**Your task**. Write out the line with "occurrences of gable" and every later line through the end of the data below, exactly as given, with no pictures in the copy.

**Given information**.
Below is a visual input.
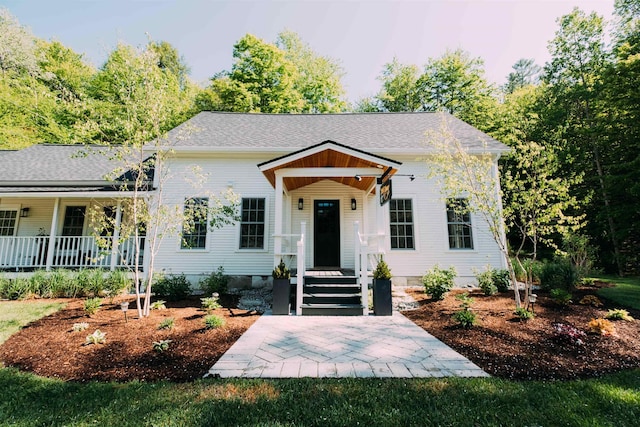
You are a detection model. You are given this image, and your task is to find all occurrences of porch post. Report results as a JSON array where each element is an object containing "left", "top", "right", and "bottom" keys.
[
  {"left": 45, "top": 198, "right": 60, "bottom": 271},
  {"left": 274, "top": 172, "right": 284, "bottom": 267},
  {"left": 376, "top": 178, "right": 385, "bottom": 254},
  {"left": 110, "top": 200, "right": 122, "bottom": 271}
]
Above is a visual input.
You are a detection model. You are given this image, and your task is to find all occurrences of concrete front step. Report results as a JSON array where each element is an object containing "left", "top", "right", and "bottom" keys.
[
  {"left": 304, "top": 276, "right": 358, "bottom": 285},
  {"left": 303, "top": 293, "right": 361, "bottom": 305},
  {"left": 301, "top": 303, "right": 365, "bottom": 316}
]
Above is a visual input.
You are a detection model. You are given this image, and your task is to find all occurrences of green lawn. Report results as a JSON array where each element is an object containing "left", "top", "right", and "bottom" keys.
[
  {"left": 0, "top": 300, "right": 65, "bottom": 344},
  {"left": 596, "top": 276, "right": 640, "bottom": 310},
  {"left": 1, "top": 299, "right": 639, "bottom": 426},
  {"left": 0, "top": 368, "right": 638, "bottom": 426}
]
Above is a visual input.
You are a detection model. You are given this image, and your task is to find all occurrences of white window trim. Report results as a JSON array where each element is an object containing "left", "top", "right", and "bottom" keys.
[
  {"left": 235, "top": 195, "right": 270, "bottom": 253},
  {"left": 387, "top": 195, "right": 418, "bottom": 252},
  {"left": 58, "top": 203, "right": 89, "bottom": 237},
  {"left": 444, "top": 198, "right": 477, "bottom": 252},
  {"left": 0, "top": 204, "right": 21, "bottom": 237},
  {"left": 177, "top": 197, "right": 210, "bottom": 252}
]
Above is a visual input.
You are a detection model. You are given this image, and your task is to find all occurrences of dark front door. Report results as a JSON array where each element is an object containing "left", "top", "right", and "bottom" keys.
[{"left": 314, "top": 200, "right": 340, "bottom": 268}]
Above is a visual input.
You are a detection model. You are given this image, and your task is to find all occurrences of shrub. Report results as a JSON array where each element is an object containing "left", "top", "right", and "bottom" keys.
[
  {"left": 550, "top": 288, "right": 572, "bottom": 307},
  {"left": 204, "top": 314, "right": 226, "bottom": 329},
  {"left": 579, "top": 295, "right": 603, "bottom": 307},
  {"left": 511, "top": 258, "right": 543, "bottom": 283},
  {"left": 104, "top": 269, "right": 131, "bottom": 297},
  {"left": 605, "top": 309, "right": 634, "bottom": 322},
  {"left": 199, "top": 266, "right": 228, "bottom": 295},
  {"left": 153, "top": 274, "right": 191, "bottom": 301},
  {"left": 373, "top": 256, "right": 392, "bottom": 280},
  {"left": 514, "top": 307, "right": 534, "bottom": 321},
  {"left": 72, "top": 322, "right": 89, "bottom": 332},
  {"left": 492, "top": 269, "right": 511, "bottom": 293},
  {"left": 77, "top": 269, "right": 106, "bottom": 296},
  {"left": 539, "top": 260, "right": 578, "bottom": 291},
  {"left": 49, "top": 269, "right": 77, "bottom": 297},
  {"left": 150, "top": 300, "right": 167, "bottom": 310},
  {"left": 201, "top": 296, "right": 221, "bottom": 313},
  {"left": 553, "top": 322, "right": 586, "bottom": 346},
  {"left": 452, "top": 292, "right": 476, "bottom": 328},
  {"left": 272, "top": 259, "right": 291, "bottom": 279},
  {"left": 83, "top": 297, "right": 102, "bottom": 316},
  {"left": 422, "top": 265, "right": 456, "bottom": 300},
  {"left": 158, "top": 318, "right": 175, "bottom": 330},
  {"left": 85, "top": 329, "right": 106, "bottom": 345},
  {"left": 152, "top": 339, "right": 172, "bottom": 352},
  {"left": 580, "top": 277, "right": 596, "bottom": 286},
  {"left": 588, "top": 318, "right": 616, "bottom": 336},
  {"left": 476, "top": 269, "right": 497, "bottom": 296}
]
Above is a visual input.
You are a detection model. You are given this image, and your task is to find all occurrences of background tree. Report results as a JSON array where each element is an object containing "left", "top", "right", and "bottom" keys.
[
  {"left": 376, "top": 58, "right": 422, "bottom": 112},
  {"left": 276, "top": 30, "right": 347, "bottom": 112},
  {"left": 503, "top": 58, "right": 542, "bottom": 94}
]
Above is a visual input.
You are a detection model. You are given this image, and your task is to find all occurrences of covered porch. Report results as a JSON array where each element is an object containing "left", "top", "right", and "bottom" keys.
[
  {"left": 0, "top": 194, "right": 145, "bottom": 272},
  {"left": 258, "top": 140, "right": 402, "bottom": 315}
]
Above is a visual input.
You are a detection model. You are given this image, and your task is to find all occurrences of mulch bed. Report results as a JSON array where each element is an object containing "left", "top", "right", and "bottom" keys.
[
  {"left": 0, "top": 295, "right": 259, "bottom": 382},
  {"left": 403, "top": 282, "right": 640, "bottom": 380}
]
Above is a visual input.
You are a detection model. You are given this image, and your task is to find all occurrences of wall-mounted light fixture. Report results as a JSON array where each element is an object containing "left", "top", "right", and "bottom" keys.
[
  {"left": 351, "top": 198, "right": 357, "bottom": 210},
  {"left": 20, "top": 207, "right": 30, "bottom": 218},
  {"left": 298, "top": 198, "right": 304, "bottom": 210},
  {"left": 354, "top": 175, "right": 362, "bottom": 181}
]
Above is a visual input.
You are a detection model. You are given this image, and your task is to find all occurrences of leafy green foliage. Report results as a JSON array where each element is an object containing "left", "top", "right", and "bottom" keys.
[
  {"left": 83, "top": 298, "right": 102, "bottom": 316},
  {"left": 153, "top": 275, "right": 191, "bottom": 301},
  {"left": 540, "top": 260, "right": 578, "bottom": 291},
  {"left": 150, "top": 300, "right": 167, "bottom": 310},
  {"left": 272, "top": 259, "right": 290, "bottom": 280},
  {"left": 452, "top": 292, "right": 477, "bottom": 328},
  {"left": 84, "top": 329, "right": 106, "bottom": 345},
  {"left": 201, "top": 297, "right": 221, "bottom": 313},
  {"left": 423, "top": 265, "right": 456, "bottom": 300},
  {"left": 152, "top": 339, "right": 172, "bottom": 352},
  {"left": 72, "top": 322, "right": 89, "bottom": 332},
  {"left": 550, "top": 288, "right": 573, "bottom": 307},
  {"left": 199, "top": 267, "right": 228, "bottom": 295},
  {"left": 493, "top": 269, "right": 511, "bottom": 293},
  {"left": 605, "top": 309, "right": 634, "bottom": 322},
  {"left": 157, "top": 318, "right": 175, "bottom": 330},
  {"left": 514, "top": 307, "right": 534, "bottom": 321},
  {"left": 579, "top": 295, "right": 603, "bottom": 307},
  {"left": 372, "top": 256, "right": 392, "bottom": 280},
  {"left": 204, "top": 314, "right": 225, "bottom": 329},
  {"left": 476, "top": 269, "right": 497, "bottom": 296}
]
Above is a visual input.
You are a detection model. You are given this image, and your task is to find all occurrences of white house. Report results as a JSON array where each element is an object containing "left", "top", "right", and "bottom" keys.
[{"left": 0, "top": 111, "right": 508, "bottom": 315}]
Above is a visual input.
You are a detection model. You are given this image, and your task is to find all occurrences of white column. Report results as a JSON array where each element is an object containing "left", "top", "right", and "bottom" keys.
[
  {"left": 274, "top": 172, "right": 284, "bottom": 267},
  {"left": 45, "top": 198, "right": 60, "bottom": 271},
  {"left": 110, "top": 200, "right": 122, "bottom": 271},
  {"left": 376, "top": 179, "right": 385, "bottom": 254},
  {"left": 296, "top": 221, "right": 306, "bottom": 316}
]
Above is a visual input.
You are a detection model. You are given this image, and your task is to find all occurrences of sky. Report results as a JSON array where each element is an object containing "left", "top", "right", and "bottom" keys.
[{"left": 2, "top": 0, "right": 615, "bottom": 103}]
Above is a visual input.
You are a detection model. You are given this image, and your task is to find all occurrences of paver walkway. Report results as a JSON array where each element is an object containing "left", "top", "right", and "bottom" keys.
[{"left": 207, "top": 312, "right": 489, "bottom": 378}]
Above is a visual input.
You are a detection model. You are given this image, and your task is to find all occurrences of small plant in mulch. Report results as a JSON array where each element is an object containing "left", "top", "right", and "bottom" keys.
[
  {"left": 588, "top": 318, "right": 616, "bottom": 336},
  {"left": 83, "top": 297, "right": 102, "bottom": 316},
  {"left": 514, "top": 307, "right": 534, "bottom": 321},
  {"left": 204, "top": 314, "right": 226, "bottom": 329},
  {"left": 452, "top": 292, "right": 477, "bottom": 328},
  {"left": 579, "top": 295, "right": 603, "bottom": 307},
  {"left": 605, "top": 309, "right": 634, "bottom": 322},
  {"left": 152, "top": 339, "right": 172, "bottom": 353},
  {"left": 550, "top": 288, "right": 572, "bottom": 307},
  {"left": 72, "top": 322, "right": 89, "bottom": 332},
  {"left": 476, "top": 269, "right": 498, "bottom": 296},
  {"left": 150, "top": 300, "right": 167, "bottom": 310},
  {"left": 85, "top": 329, "right": 106, "bottom": 345},
  {"left": 201, "top": 295, "right": 221, "bottom": 313},
  {"left": 552, "top": 322, "right": 587, "bottom": 346},
  {"left": 158, "top": 318, "right": 175, "bottom": 330}
]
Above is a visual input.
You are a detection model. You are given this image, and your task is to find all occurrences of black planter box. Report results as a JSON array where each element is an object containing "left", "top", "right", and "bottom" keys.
[
  {"left": 272, "top": 278, "right": 291, "bottom": 315},
  {"left": 373, "top": 278, "right": 392, "bottom": 316}
]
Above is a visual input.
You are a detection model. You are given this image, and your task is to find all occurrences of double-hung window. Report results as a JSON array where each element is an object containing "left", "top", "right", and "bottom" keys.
[
  {"left": 389, "top": 199, "right": 415, "bottom": 249},
  {"left": 0, "top": 210, "right": 18, "bottom": 236},
  {"left": 181, "top": 198, "right": 208, "bottom": 249},
  {"left": 239, "top": 198, "right": 265, "bottom": 249},
  {"left": 446, "top": 198, "right": 473, "bottom": 249}
]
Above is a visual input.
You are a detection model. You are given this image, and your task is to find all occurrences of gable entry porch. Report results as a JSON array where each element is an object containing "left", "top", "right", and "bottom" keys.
[{"left": 258, "top": 141, "right": 402, "bottom": 316}]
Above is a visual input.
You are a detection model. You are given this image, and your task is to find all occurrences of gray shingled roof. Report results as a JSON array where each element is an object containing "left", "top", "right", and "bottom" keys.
[
  {"left": 167, "top": 111, "right": 508, "bottom": 153},
  {"left": 0, "top": 145, "right": 130, "bottom": 190}
]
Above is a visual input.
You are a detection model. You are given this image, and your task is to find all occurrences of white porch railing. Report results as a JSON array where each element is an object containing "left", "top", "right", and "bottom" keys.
[
  {"left": 354, "top": 221, "right": 386, "bottom": 315},
  {"left": 0, "top": 236, "right": 144, "bottom": 271},
  {"left": 273, "top": 221, "right": 306, "bottom": 315}
]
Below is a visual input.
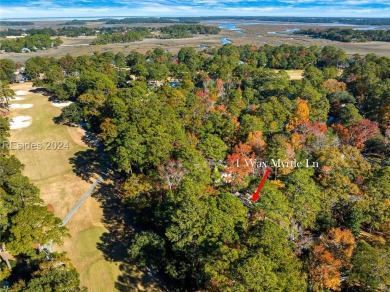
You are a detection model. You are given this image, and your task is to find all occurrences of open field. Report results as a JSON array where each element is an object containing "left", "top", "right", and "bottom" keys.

**Response area**.
You are a detection model. You are given this image, and your task is to find all occurrences of gable entry porch. Report results as a JSON array where each element is an object containing "left", "top", "right", and "bottom" keys.
[{"left": 258, "top": 141, "right": 402, "bottom": 316}]
Above is a visual input.
You are a detection model. You are given this image, and your task is to find all occurrences of gray shingled roof. Report results as a JSON array where each element is an object containing "left", "top", "right", and "bottom" keys.
[
  {"left": 167, "top": 111, "right": 508, "bottom": 153},
  {"left": 0, "top": 145, "right": 130, "bottom": 190}
]
Above is a visual input.
You are a detection model. You are given this image, and your task is to find all occurrences of white porch railing. Report results as a JSON array where each element is an object containing "left", "top", "right", and "bottom" keys.
[
  {"left": 354, "top": 221, "right": 386, "bottom": 315},
  {"left": 0, "top": 236, "right": 144, "bottom": 271},
  {"left": 273, "top": 221, "right": 306, "bottom": 315}
]
Below is a visual input.
You are a detection model. You are given this image, and your task is to find all occurrences of open field. Report results as a JSON array where each element is an object containing "left", "top", "right", and "bottom" keys.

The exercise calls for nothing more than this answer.